Please repeat, exactly and with nothing extra, the line containing "of the eroded" and every line after it up to the end of the material.

[Start of section]

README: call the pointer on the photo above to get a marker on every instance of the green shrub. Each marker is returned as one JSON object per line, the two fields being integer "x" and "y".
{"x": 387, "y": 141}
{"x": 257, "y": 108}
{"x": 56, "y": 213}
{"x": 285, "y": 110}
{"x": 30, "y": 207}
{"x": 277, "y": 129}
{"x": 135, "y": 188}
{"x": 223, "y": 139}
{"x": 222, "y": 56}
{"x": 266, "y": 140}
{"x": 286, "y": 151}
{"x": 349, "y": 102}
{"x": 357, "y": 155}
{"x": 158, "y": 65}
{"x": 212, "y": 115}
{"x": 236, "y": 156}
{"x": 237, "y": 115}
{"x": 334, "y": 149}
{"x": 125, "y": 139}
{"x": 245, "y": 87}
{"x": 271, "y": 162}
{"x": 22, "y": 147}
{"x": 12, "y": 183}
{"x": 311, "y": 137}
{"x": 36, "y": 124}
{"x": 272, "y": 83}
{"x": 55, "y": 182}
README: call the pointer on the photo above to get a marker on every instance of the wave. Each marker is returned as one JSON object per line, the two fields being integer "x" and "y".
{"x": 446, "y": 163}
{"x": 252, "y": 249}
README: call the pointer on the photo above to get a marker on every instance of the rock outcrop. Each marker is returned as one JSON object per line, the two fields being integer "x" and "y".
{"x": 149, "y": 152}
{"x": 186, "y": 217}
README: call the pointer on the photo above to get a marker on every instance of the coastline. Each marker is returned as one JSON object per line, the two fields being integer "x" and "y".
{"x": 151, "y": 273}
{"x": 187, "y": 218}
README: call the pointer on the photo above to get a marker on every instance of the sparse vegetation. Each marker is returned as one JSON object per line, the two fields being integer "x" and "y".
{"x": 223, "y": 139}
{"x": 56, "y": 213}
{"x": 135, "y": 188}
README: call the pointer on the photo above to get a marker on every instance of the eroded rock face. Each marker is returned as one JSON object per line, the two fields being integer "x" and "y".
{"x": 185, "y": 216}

[End of section]

> **RESPONSE AREA**
README: call the pointer on the photo above to get a marker on every instance of the eroded rock face. Each marker is returned as one JSON object per line, the two fields being integer "x" and "y".
{"x": 185, "y": 216}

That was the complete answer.